The summary result includes:

{
    'success': False,
    'result': {
        'element_count': The total number of values in the column
        'unexpected_count': The total count of unexpected values in the column (also in `BASIC`)
        'unexpected_percent': The overall percent of unexpected values (also in `BASIC`)
        'unexpected_percent_nonmissing': The percent of unexpected values, excluding missing values from the denominator (also in `BASIC`)
        "partial_unexpected_list" : [A list of up to 20 values that violate the expectation] (also in `BASIC`)
        'missing_count': The number of missing values in the column
        'missing_percent': The total percent of missing values in the column
        'partial_unexpected_counts': [{A list of objects with value and counts, showing the number of times each of the unexpected values occurs}]
        'partial_unexpected_index_list': [A list of up to 20 of the indices of the unexpected values in the column]
    }
}

For example:

{
    'success': False,
    'result': {
        'element_count': 36,
        'unexpected_count': 6,
        'unexpected_percent': 0.16666666666666666,
        'unexpected_percent_nonmissing': 0.16666666666666666,
        'missing_count': 0,
        'missing_percent': 0.0,
        'partial_unexpected_counts': [{'value': 'A', 'count': 1}, {'value': 'E', 'count': 5}],
        'partial_unexpected_index_list': [0, 10, 11, 12, 13, 14],
        'partial_unexpected_list': ['A', 'E', 'E', 'E', 'E', 'E']
    }
}

column_aggregate_expectation computes a single aggregate value for the column, and so returns a observed_value to justify the expectation result. It also includes additional information regarding observed values and counts, depending on the specific expectation.

* CHALLENGE A *
Restate the passage on summary results from "column_aggregate_expectation computes a" to "the specific expectation.", inclusive, with "single" replaced by "scalar".

* TASK INPUTS *
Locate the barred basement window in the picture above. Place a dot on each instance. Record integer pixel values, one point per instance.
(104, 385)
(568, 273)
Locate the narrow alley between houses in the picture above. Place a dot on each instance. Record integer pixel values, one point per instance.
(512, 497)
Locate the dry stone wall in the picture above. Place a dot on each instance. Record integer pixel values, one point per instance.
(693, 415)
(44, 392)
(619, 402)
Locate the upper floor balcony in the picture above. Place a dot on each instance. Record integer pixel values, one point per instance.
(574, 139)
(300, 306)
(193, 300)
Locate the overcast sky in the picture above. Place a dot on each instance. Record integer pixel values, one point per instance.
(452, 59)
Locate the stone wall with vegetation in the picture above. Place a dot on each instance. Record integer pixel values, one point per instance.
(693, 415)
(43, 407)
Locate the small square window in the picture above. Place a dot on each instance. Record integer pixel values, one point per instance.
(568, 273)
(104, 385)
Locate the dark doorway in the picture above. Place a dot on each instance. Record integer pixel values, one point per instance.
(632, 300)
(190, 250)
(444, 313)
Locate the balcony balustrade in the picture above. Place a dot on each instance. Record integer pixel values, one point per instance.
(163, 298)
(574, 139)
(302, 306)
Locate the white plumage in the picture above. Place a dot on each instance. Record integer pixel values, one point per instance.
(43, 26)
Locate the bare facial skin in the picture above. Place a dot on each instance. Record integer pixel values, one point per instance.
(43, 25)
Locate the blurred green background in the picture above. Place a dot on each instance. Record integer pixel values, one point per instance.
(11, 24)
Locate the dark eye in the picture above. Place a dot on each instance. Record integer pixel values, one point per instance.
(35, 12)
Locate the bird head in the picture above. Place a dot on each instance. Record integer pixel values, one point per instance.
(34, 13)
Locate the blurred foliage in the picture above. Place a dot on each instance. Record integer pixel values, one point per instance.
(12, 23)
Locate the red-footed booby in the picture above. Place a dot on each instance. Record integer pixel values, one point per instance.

* CHALLENGE B *
List each row above that contains the word "dark", copying it in full.

* CORRECT OUTPUT A *
column_aggregate_expectation computes a scalar aggregate value for the column, and so returns a observed_value to justify the expectation result. It also includes additional information regarding observed values and counts, depending on the specific expectation.

* CORRECT OUTPUT B *
Locate the dark doorway in the picture above. Place a dot on each instance. Record integer pixel values, one point per instance.
Locate the dark eye in the picture above. Place a dot on each instance. Record integer pixel values, one point per instance.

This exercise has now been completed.